=== ENTRIES SUPPLIED ===
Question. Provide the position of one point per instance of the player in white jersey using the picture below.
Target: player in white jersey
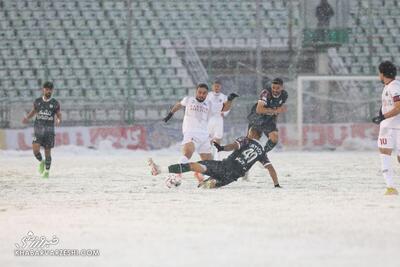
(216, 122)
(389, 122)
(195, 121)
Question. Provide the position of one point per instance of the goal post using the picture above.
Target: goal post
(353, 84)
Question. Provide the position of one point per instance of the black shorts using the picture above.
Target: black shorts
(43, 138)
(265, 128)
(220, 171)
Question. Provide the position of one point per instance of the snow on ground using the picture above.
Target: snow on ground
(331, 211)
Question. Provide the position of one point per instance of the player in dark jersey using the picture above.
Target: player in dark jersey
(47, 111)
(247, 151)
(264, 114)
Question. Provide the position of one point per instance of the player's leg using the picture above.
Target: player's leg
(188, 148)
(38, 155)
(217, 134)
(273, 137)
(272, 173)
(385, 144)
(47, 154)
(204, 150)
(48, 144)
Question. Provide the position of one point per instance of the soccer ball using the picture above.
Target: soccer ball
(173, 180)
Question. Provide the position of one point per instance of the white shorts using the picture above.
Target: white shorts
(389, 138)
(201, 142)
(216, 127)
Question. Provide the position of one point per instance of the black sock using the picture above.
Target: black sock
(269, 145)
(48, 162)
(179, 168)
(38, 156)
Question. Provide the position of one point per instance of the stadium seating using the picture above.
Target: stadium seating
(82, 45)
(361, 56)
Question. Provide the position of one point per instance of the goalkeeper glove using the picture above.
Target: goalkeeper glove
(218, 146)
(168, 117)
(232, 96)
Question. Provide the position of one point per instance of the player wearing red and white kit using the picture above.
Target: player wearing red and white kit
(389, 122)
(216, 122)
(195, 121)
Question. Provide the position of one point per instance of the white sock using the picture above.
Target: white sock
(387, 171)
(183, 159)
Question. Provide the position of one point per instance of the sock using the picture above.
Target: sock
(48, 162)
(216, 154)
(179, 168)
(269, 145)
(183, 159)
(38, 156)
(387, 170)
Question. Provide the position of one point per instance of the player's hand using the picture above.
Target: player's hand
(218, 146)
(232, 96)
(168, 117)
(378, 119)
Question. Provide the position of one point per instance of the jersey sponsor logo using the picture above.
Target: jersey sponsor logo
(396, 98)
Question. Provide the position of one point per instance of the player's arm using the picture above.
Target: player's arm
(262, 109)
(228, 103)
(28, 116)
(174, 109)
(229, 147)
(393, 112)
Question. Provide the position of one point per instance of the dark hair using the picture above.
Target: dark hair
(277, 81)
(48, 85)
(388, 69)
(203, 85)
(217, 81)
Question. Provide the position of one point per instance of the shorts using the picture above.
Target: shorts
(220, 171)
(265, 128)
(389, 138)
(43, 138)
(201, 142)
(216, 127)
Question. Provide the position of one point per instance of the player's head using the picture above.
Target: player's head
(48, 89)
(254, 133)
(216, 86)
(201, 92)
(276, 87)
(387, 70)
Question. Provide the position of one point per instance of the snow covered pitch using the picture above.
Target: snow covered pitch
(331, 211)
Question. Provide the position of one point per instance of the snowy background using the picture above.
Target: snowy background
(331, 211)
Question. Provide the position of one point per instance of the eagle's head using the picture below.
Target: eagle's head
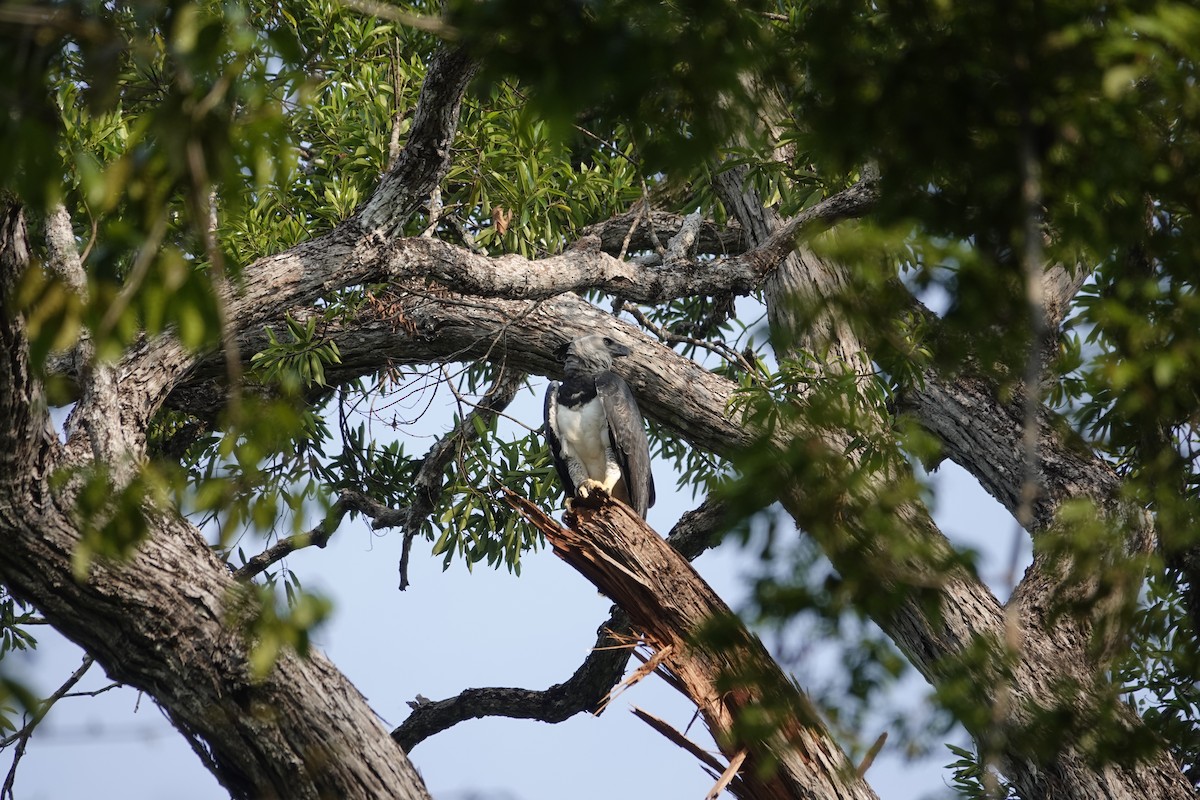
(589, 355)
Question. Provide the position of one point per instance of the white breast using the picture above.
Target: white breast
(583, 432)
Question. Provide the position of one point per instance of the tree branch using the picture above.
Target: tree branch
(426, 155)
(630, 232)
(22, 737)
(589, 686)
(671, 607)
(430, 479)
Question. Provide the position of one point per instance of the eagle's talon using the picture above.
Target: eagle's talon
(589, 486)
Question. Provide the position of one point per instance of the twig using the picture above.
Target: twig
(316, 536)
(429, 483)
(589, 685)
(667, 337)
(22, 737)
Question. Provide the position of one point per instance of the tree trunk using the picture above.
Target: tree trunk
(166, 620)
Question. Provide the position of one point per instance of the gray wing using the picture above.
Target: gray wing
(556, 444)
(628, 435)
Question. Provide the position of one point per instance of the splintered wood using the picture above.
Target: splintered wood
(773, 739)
===
→ TASK STATEMENT
Filter the entries and copy out every line with the word "below".

→ EXPECTED OUTPUT
Question. Provide the position of one point per instance of the player in white jersey using the picture below.
Question. Provide the position of one point per instance of the eagle's head using the picture below.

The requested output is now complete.